:: Selection ::

The session opened with a snapshot of current priorities and the relationship between economic development and climate change within local authorities. This varies across councils with some areas having a developed relationship and others taking first steps to explore the connection.

To set the scene, Pamela Smith presented activity and priorities from an economic development perspective, drawing on her experience at Falkirk Council and the Improvement Service, and highlighting the need for a just transition. George Tarvit, Director of the Sustainable Scotland Network, then updated on trends and direction in climate change and sustainable development, drawing on examples from across Scotland.

The recordings of the presentations are below.

Understanding the "Green Recovery" Workshop

Local actions

Smaller discussion groups then focused on what is happening in local areas to deliver a green recovery and explore the gaps and barriers.

Attendees identified a range of great work happening across Scotland around setting ambitious targets and embedding climate change into other strategies, for example economic strategies, community learning and development plans. However, there are gaps and barriers around political buy in, the need for long term and integrated thinking, funding, and lack of available expertise. Things that could help included events bringing people together, access to resources and knowledge sharing, whole system approaches/alignment of policies and priorities and senior level leadership and support.

:::
:: Data listing ::

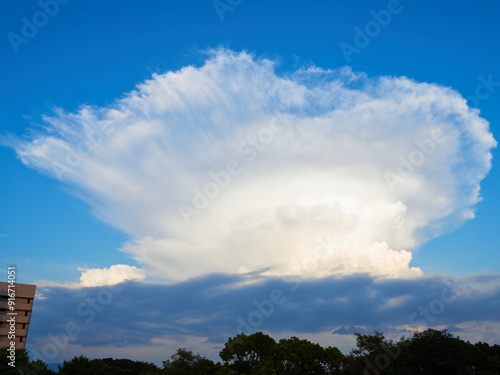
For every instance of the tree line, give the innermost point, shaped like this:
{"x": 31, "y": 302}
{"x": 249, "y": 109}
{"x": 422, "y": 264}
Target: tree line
{"x": 431, "y": 352}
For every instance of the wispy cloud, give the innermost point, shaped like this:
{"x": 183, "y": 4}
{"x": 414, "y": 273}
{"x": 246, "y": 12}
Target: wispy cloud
{"x": 231, "y": 167}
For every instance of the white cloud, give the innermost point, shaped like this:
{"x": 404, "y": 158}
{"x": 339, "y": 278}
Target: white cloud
{"x": 115, "y": 274}
{"x": 379, "y": 166}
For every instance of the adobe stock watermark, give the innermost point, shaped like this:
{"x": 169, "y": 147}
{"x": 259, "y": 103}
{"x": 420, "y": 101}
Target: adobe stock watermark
{"x": 86, "y": 310}
{"x": 364, "y": 36}
{"x": 483, "y": 91}
{"x": 407, "y": 165}
{"x": 220, "y": 180}
{"x": 31, "y": 26}
{"x": 223, "y": 6}
{"x": 422, "y": 317}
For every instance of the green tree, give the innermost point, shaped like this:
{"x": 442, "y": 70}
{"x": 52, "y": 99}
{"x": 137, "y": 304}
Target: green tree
{"x": 245, "y": 352}
{"x": 23, "y": 364}
{"x": 184, "y": 362}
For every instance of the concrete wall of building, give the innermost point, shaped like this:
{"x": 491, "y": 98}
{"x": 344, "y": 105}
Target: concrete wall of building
{"x": 25, "y": 294}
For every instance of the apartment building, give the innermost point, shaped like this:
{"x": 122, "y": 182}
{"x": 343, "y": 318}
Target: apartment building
{"x": 15, "y": 322}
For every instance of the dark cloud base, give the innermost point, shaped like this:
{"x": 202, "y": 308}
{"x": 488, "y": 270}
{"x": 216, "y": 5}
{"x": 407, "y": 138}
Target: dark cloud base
{"x": 218, "y": 306}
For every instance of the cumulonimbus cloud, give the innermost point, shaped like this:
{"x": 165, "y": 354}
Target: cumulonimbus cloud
{"x": 230, "y": 167}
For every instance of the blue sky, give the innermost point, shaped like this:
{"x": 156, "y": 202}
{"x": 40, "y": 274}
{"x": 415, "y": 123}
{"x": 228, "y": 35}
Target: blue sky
{"x": 92, "y": 54}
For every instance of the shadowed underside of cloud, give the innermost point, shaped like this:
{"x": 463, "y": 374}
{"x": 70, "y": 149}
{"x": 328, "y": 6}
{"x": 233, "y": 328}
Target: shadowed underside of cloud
{"x": 208, "y": 310}
{"x": 229, "y": 167}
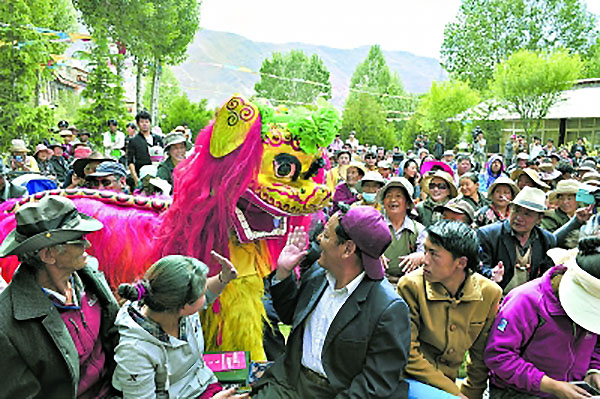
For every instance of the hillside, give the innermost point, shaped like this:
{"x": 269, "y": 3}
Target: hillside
{"x": 200, "y": 80}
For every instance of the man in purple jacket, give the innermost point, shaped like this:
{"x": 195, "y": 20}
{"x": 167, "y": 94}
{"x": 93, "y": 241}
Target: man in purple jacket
{"x": 546, "y": 332}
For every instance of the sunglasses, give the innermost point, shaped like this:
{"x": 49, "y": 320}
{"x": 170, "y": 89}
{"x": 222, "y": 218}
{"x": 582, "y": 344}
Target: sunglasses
{"x": 441, "y": 186}
{"x": 102, "y": 183}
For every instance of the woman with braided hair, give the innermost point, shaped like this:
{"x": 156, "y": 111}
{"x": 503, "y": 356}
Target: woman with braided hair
{"x": 161, "y": 343}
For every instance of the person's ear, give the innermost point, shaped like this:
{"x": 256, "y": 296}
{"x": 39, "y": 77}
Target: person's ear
{"x": 46, "y": 256}
{"x": 462, "y": 262}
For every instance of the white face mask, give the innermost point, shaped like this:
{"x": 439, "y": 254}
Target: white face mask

:::

» Task requirements:
- a) Answer these questions from the green recovery workshop summary, one line each:
(i) Which organization is George Tarvit the Director of?
(ii) Pamela Smith drew on her experience at which two bodies?
(iii) What gaps and barriers did attendees identify?
- b) Continue the green recovery workshop summary from where it stops.

» Written answers:
- a)
(i) The Sustainable Scotland Network.
(ii) Falkirk Council and the Improvement Service.
(iii) Political buy in, the need for long term and integrated thinking, funding, and lack of available expertise.

- b)
Next steps

The workshop concluded with a review of the discussions and scoping next steps. When asked about areas for improvement, attendees identified training and carbon literacy, the need for tools and data analysis, and for further collaboration and integration across local authorities and beyond.

Key actions and ideas to take away were to continue networking both internally across services and with peers, and to continue conversations around what a “green recovery” means in practice.

The event received overwhelmingly positive feedback and the Improvement Service, SSN and SLAED also used the opportunity to understand how to better provide support to local authorities. These ideas are being reviewed and future activity is likely to include holding similar events, exploring opportunities to work beyond local authorities and scoping training opportunities, alongside pulling together key messages for senior leaders and Scottish Government.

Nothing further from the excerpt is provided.